[DATA FOR THIS EXERCISE]
Content starts

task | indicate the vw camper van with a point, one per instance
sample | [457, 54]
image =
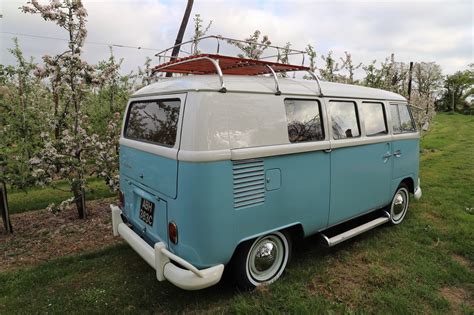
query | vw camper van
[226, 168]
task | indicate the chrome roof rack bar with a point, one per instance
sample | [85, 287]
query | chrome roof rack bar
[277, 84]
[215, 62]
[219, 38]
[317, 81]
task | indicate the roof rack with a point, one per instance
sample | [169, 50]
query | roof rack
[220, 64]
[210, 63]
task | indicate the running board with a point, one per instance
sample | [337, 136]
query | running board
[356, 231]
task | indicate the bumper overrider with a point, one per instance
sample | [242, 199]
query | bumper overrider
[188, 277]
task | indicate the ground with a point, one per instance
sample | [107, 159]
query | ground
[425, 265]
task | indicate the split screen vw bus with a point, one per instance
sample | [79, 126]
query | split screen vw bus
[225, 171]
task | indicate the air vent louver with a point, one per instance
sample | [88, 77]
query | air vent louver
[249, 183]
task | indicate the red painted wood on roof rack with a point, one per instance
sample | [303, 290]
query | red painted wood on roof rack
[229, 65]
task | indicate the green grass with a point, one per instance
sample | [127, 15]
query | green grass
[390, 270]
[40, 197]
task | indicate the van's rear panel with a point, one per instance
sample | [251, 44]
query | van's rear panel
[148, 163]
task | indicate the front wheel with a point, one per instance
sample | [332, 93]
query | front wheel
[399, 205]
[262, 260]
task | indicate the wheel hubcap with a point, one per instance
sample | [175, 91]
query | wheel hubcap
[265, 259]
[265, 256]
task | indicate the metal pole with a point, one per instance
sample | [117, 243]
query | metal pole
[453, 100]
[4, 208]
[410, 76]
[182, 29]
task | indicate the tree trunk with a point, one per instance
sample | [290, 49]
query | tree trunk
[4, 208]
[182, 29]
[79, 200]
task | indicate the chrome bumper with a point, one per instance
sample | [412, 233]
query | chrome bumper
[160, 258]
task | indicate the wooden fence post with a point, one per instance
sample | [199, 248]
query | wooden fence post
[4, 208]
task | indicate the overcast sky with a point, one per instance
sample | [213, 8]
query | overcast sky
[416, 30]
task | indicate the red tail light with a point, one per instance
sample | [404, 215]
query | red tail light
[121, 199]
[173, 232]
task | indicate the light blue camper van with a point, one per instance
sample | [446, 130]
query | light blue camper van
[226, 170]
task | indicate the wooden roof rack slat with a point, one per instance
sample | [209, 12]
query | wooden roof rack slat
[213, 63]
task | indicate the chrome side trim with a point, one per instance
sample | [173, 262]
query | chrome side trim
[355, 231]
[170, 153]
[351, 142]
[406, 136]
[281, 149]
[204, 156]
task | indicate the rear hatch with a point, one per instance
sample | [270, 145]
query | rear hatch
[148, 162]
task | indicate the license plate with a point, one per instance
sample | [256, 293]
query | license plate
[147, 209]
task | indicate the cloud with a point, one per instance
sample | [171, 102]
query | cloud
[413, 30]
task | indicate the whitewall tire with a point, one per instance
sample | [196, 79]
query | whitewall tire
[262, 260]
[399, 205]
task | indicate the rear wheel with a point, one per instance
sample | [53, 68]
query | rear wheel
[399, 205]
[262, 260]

Content ends
Content starts

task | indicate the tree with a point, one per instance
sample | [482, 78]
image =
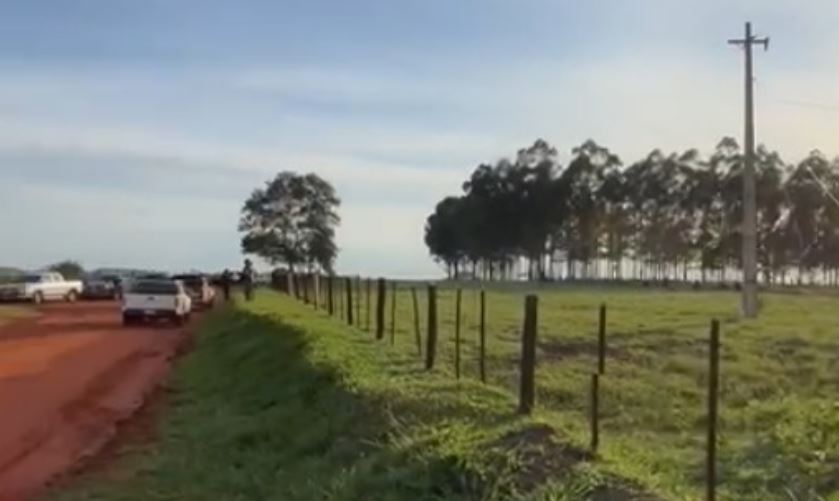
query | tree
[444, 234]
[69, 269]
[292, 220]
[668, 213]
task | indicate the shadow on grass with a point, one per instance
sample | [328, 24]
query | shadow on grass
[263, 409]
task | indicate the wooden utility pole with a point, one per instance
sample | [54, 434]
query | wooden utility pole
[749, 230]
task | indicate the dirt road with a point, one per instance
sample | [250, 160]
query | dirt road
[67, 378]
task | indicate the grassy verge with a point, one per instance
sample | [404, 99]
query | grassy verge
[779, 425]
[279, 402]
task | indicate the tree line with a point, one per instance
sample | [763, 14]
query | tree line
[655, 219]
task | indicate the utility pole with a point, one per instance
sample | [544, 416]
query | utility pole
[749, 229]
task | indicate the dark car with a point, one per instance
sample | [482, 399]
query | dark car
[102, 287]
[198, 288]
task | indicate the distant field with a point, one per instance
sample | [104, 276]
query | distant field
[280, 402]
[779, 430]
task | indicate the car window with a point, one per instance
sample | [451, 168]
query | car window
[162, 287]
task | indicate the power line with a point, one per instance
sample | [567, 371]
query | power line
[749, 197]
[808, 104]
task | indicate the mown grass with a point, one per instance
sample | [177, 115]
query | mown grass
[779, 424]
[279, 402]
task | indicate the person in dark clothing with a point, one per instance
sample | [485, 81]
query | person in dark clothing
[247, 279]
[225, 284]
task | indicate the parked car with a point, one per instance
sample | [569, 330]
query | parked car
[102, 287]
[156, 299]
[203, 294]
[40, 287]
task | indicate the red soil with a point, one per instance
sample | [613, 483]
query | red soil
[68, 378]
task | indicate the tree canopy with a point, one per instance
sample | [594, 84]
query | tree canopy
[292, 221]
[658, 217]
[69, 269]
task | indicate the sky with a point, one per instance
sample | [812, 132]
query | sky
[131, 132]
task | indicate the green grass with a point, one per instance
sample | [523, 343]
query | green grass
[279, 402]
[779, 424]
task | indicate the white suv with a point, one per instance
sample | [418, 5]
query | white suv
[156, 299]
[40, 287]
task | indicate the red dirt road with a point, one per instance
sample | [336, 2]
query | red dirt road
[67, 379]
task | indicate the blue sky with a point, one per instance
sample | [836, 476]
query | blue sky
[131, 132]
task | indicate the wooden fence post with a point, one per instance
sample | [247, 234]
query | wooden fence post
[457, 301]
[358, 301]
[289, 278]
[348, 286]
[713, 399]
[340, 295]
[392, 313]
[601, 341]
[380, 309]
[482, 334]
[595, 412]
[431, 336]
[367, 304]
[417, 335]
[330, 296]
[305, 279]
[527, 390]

Content ends
Content starts

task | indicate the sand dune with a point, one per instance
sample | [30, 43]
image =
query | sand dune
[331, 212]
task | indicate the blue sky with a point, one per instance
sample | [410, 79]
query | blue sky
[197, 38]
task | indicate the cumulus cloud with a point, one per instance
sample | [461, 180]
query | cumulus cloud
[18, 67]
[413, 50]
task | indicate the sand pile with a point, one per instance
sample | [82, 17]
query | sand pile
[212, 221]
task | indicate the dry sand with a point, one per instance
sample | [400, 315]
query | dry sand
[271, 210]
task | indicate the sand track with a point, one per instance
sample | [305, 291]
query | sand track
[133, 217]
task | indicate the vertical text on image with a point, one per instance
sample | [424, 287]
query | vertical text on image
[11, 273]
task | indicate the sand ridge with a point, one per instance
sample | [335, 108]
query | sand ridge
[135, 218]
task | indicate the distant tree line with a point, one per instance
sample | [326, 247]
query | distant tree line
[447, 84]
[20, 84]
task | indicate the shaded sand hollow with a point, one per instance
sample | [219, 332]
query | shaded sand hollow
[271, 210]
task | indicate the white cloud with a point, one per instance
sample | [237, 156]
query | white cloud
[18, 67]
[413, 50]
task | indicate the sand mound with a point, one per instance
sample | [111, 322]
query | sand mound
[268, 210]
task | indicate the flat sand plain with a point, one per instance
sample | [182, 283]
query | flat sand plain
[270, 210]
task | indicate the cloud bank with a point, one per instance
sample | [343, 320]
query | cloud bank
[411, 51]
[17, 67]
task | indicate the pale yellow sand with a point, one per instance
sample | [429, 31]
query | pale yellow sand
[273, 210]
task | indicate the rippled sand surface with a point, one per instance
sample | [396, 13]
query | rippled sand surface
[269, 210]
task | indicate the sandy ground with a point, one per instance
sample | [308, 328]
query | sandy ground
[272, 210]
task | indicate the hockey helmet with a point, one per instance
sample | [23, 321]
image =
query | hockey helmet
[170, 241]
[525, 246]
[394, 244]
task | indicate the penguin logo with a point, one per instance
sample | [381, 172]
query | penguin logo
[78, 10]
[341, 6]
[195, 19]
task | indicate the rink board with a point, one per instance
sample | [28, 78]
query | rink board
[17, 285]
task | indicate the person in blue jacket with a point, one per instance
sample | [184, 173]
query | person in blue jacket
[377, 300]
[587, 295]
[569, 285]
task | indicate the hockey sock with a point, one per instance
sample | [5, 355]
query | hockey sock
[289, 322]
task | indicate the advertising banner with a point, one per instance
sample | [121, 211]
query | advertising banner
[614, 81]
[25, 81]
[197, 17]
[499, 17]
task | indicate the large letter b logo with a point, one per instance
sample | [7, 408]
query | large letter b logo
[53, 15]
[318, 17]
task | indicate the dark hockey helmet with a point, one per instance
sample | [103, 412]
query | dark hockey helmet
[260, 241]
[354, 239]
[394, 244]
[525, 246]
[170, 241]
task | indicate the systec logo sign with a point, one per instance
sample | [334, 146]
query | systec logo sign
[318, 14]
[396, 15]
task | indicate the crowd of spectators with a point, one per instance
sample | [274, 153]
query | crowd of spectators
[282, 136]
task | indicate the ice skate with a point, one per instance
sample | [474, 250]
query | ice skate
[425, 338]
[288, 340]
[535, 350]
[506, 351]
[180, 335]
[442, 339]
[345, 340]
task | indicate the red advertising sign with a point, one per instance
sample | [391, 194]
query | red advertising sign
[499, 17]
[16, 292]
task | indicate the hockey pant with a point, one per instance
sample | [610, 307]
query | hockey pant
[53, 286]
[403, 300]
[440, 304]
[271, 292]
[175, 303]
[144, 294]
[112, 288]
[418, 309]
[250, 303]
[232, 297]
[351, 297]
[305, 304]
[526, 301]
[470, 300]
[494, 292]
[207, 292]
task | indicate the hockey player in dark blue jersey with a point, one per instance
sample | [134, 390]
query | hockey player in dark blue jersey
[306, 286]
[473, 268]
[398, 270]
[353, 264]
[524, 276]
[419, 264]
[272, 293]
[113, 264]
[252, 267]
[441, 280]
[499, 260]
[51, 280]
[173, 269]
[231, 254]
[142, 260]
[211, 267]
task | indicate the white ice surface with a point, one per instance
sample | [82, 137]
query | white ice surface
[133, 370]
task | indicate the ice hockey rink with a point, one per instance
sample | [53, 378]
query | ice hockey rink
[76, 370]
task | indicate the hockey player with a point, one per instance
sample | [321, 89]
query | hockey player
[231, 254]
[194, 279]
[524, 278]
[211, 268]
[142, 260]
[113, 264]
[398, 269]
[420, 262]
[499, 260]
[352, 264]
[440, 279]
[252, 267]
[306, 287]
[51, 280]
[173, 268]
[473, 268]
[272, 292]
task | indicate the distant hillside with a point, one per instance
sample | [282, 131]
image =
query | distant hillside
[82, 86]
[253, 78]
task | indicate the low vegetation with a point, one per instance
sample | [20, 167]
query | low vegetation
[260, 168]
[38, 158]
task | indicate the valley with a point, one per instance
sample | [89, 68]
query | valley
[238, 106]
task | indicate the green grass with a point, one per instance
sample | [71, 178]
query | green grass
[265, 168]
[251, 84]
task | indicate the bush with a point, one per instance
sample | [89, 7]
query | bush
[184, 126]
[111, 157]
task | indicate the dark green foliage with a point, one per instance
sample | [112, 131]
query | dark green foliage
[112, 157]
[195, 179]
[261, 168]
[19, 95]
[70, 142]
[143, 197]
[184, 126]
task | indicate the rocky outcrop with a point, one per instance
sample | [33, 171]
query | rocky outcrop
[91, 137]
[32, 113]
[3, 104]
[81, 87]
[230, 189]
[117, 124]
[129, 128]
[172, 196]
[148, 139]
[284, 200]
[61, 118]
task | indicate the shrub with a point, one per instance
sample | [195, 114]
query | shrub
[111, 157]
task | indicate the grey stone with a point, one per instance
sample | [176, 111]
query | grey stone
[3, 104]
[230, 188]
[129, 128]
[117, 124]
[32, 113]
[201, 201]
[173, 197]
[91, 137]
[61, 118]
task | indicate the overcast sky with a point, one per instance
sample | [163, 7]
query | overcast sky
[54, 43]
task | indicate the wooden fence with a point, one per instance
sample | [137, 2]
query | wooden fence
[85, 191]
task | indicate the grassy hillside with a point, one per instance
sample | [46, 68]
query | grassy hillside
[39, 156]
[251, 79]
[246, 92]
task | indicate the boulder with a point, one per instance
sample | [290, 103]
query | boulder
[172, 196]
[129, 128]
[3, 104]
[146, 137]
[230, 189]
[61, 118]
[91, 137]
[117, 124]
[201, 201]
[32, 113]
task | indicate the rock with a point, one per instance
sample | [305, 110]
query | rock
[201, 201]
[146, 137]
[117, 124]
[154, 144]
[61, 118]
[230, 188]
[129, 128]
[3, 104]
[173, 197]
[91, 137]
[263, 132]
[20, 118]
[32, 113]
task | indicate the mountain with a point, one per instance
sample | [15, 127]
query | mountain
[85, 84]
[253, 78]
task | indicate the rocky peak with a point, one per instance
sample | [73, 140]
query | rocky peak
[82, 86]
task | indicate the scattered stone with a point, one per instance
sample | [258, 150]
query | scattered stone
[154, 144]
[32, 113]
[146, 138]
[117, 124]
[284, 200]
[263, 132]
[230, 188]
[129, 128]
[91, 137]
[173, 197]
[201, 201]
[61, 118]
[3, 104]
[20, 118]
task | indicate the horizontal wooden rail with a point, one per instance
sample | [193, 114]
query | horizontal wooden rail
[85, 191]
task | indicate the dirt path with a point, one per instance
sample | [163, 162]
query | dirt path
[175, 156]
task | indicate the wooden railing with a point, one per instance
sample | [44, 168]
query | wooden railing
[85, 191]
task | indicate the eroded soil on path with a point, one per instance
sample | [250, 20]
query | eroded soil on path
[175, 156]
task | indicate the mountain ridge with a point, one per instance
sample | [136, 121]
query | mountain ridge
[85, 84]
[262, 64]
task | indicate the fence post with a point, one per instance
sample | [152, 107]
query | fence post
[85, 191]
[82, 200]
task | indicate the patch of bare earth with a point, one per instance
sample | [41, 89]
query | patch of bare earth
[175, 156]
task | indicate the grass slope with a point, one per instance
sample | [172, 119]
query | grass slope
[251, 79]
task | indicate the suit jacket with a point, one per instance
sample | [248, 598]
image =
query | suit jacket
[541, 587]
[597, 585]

Content ends

[WORK TO BE COMPLETED] Repeat, exactly as they stand above, the lines from the line with "task | indicate the dry" to the line with "task | indicate the pale", both lines included.

[EXERCISE ANSWER]
task | indicate the dry sand with a point, one per instance
sample | [400, 315]
query | dry sand
[271, 210]
task | indicate the sand track with a point, one per instance
sample | [305, 291]
query | sand track
[133, 217]
task | indicate the vertical text on image with a point, one per instance
sample | [424, 287]
query | vertical text on image
[11, 273]
task | indicate the sand ridge with a point, one per instance
sample | [335, 108]
query | sand ridge
[135, 218]
task | indicate the distant tree line with a point, one per instance
sample | [326, 247]
query | distant tree line
[447, 84]
[20, 84]
task | indicate the shaded sand hollow with a point, one per instance
sample | [219, 332]
query | shaded sand hollow
[271, 210]
task | indicate the white cloud with a point, one per instance
sample | [237, 156]
query | white cloud
[18, 67]
[413, 50]
task | indicate the sand mound with a point, one per instance
sample | [111, 322]
query | sand mound
[268, 210]
task | indicate the flat sand plain with a point, one per instance
sample | [182, 283]
query | flat sand plain
[270, 210]
task | indicate the cloud bank with a point, one per instance
sample | [343, 320]
query | cloud bank
[411, 51]
[17, 67]
task | indicate the pale yellow sand with a point, one per instance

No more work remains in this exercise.